About this exercise: The line containing "Where can you spot the indoor" and every line after it, through the last one below: output exactly these and nothing else.

Records to use:
----
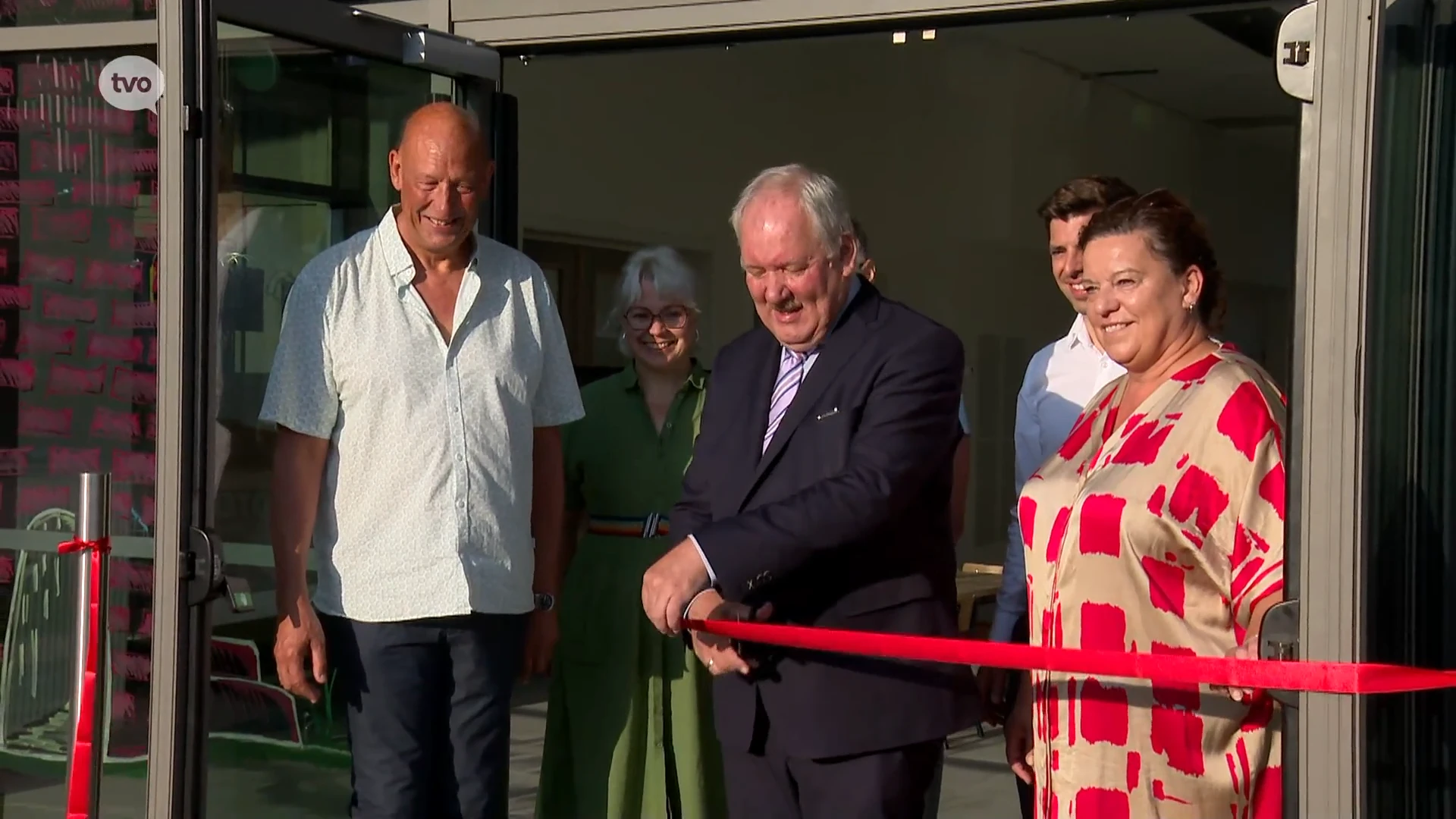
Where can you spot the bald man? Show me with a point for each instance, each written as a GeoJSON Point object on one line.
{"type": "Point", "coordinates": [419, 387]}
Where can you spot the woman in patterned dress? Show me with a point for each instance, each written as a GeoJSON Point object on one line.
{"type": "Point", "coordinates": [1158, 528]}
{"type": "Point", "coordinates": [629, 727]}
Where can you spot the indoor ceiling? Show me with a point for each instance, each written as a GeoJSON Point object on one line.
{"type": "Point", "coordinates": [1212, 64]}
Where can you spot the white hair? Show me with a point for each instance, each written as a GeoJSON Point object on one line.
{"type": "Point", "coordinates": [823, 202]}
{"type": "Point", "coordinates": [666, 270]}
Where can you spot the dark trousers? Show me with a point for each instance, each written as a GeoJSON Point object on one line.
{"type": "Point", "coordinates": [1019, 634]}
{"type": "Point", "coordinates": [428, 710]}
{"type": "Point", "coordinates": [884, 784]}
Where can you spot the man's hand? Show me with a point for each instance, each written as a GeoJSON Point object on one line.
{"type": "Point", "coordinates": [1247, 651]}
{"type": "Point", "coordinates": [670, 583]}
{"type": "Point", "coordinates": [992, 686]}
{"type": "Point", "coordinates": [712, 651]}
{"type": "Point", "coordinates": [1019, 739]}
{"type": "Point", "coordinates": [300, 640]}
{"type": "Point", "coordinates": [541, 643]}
----
Written answer:
Where can you spot the indoor ceiling? Show me with a point for each instance, each written as a GeoJSON Point object on one line.
{"type": "Point", "coordinates": [1212, 64]}
Where can you spot the white hair? Show me with a point for each instance, each written as a GeoJSON Point object on one line.
{"type": "Point", "coordinates": [823, 202]}
{"type": "Point", "coordinates": [666, 270]}
Where can you spot the dark trousers? Show me with a point for each instance, each written as a GeoJSON Point object on one line.
{"type": "Point", "coordinates": [1019, 634]}
{"type": "Point", "coordinates": [428, 710]}
{"type": "Point", "coordinates": [884, 784]}
Where can you spot the man's hand? Show me with a point for each instance, each written as a GeoJSON Point object on one line.
{"type": "Point", "coordinates": [1247, 651]}
{"type": "Point", "coordinates": [670, 583]}
{"type": "Point", "coordinates": [992, 686]}
{"type": "Point", "coordinates": [712, 651]}
{"type": "Point", "coordinates": [1019, 739]}
{"type": "Point", "coordinates": [300, 640]}
{"type": "Point", "coordinates": [541, 643]}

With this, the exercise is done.